Job: Please rewrite the records below as a JSON list of strings with one string per line and no blank lines, starting at the line that has "Could you point to the bird's black" and stopping after the line that has "column 158, row 172".

# # # #

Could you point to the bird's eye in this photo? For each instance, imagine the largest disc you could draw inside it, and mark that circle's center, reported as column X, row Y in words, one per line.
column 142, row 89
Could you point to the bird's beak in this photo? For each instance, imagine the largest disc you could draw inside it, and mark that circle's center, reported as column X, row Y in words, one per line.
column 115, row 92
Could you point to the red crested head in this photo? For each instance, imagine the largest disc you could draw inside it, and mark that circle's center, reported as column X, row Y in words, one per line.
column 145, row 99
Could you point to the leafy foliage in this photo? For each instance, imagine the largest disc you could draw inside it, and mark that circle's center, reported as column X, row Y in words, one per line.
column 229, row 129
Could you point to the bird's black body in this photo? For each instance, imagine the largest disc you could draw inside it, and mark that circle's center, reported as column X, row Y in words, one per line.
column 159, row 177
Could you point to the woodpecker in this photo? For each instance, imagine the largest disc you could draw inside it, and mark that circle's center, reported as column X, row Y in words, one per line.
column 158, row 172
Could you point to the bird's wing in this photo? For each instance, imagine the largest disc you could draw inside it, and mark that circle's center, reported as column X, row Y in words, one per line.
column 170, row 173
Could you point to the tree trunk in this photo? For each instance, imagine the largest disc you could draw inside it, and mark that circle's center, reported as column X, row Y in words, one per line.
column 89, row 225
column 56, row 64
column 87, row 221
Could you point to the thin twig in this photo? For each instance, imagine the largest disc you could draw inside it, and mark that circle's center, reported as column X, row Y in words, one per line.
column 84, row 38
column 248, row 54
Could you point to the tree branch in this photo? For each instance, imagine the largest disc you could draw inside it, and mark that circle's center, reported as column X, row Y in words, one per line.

# # # #

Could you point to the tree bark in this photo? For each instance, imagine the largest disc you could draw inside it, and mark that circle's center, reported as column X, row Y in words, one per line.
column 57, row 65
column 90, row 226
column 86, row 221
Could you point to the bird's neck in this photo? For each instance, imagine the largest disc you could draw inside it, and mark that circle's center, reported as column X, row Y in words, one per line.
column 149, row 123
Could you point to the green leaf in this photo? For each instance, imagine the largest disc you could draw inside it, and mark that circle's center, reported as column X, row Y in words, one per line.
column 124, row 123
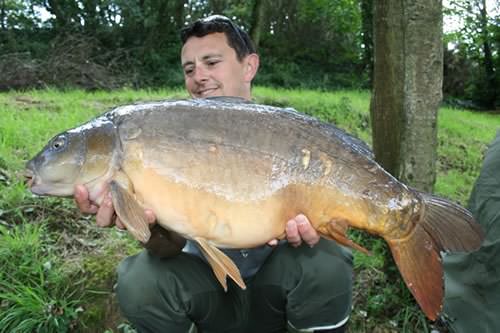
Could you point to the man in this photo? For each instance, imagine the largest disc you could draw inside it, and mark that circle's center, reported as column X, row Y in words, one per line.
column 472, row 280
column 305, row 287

# # # #

Written response:
[
  "Could you point to the bird's black body in this photo? For each instance, imagine the largest disc you could draw inside it, and mark that circle's center, reported as column X, row Y in words, one per line.",
  "column 159, row 177",
  "Could you point to the woodpecker in this photo? For each instance, imagine the largest disc you could draw inside it, and mark that circle's center, reported as column X, row Y in words, one per line.",
  "column 158, row 172"
]